■ **ASSIGNMENT**: Write out the listing below exactly, and omit any images you find in it.

BEGIN

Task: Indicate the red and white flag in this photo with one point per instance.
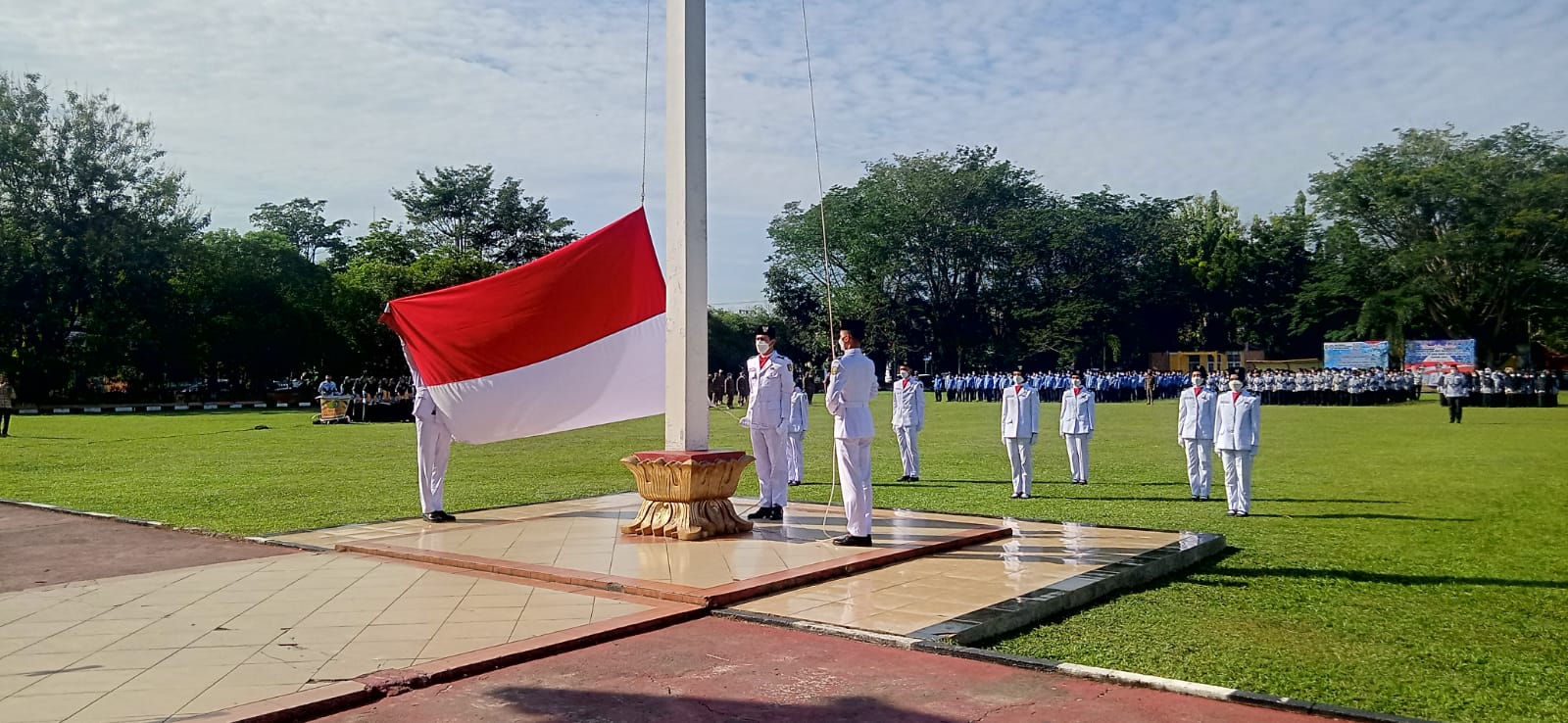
(572, 339)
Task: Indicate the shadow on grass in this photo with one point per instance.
(1366, 516)
(1382, 577)
(616, 706)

END

■ **EXERCISE OUTPUT**:
Task: Indicate the red and white flag in this photo with one point per instance.
(572, 339)
Task: Indicate the shadow on grass in this photo with one point per instance.
(1366, 516)
(1382, 577)
(616, 706)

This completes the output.